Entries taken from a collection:
=======
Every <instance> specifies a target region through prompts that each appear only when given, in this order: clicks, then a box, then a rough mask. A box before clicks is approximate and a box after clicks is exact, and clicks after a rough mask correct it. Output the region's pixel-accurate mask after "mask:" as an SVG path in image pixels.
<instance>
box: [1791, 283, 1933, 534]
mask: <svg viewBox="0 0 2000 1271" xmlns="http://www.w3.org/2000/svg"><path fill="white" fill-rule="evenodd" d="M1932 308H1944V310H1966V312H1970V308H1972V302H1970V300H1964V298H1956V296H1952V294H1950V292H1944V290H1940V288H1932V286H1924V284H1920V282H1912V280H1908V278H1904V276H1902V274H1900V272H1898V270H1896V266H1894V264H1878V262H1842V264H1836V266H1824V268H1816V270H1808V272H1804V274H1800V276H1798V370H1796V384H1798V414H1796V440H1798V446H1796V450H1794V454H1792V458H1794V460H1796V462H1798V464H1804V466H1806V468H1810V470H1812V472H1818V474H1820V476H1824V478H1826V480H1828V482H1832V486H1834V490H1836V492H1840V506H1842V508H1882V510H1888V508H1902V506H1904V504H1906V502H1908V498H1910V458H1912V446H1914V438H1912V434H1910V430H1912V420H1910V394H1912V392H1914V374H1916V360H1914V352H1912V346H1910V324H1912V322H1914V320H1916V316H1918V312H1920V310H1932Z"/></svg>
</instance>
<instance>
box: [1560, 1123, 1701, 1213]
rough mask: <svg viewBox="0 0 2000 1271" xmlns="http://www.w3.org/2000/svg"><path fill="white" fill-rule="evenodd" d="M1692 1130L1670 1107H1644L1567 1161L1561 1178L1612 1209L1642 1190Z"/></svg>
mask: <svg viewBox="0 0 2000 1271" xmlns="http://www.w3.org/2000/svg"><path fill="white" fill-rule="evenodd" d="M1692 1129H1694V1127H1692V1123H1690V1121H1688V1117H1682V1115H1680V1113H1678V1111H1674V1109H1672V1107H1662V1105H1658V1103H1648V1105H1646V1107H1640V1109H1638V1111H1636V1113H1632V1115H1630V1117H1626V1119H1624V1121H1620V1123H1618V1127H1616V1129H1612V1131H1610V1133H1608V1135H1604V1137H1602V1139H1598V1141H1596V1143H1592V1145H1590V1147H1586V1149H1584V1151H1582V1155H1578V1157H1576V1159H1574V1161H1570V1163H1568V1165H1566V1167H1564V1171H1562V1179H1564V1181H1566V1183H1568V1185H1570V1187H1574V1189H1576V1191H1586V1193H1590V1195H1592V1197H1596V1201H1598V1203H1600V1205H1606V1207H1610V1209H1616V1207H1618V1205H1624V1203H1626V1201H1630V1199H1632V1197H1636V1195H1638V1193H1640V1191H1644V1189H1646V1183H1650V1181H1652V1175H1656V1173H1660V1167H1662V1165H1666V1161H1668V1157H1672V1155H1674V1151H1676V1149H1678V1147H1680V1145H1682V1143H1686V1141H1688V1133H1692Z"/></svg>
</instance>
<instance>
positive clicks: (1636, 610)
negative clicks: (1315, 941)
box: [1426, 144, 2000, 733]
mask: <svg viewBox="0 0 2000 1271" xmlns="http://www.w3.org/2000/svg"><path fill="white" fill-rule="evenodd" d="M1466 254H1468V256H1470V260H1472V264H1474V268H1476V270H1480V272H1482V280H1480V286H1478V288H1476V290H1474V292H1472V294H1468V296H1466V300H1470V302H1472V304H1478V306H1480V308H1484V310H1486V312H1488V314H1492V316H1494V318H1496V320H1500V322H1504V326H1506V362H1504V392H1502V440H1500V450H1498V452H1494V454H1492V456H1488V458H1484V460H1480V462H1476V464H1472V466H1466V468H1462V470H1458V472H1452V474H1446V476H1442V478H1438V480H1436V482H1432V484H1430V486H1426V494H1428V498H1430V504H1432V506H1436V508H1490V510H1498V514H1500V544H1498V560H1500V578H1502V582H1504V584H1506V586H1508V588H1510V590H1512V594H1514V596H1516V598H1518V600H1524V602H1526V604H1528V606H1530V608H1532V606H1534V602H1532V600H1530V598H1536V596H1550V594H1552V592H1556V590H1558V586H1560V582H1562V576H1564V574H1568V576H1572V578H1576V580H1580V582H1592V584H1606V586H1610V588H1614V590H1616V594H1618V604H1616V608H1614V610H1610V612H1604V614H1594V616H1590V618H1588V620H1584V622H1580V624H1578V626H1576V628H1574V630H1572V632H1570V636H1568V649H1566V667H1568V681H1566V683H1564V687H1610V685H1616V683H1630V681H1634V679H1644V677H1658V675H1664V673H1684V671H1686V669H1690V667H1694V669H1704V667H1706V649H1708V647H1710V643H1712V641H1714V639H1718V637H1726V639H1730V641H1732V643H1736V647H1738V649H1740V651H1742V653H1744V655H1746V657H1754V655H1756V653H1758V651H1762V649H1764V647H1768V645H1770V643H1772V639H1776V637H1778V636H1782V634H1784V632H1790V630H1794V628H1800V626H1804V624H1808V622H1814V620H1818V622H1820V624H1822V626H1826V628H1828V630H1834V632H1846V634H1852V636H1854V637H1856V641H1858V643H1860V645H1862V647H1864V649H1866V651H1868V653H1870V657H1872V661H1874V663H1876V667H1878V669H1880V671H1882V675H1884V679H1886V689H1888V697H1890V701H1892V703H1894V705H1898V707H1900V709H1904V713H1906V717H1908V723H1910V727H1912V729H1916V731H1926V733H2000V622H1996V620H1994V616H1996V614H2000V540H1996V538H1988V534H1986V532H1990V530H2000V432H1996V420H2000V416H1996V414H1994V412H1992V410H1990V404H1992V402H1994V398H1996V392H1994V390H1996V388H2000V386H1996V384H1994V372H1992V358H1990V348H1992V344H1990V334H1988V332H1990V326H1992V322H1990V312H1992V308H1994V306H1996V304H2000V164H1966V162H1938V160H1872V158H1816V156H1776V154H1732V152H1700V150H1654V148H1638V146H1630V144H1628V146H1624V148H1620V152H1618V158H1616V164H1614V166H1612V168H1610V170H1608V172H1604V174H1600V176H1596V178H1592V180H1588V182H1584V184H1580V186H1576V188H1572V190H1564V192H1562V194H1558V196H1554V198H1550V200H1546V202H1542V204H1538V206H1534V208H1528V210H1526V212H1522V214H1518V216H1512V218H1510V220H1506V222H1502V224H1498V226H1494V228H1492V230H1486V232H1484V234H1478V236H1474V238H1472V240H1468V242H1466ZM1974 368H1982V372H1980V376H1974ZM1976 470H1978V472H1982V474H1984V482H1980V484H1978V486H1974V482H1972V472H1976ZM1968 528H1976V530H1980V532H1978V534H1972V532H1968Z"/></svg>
=======
EXERCISE AIM: Across all lines above, count those with the string "clicks". Only the number is wanted.

RESULT OF THE EXERCISE: 3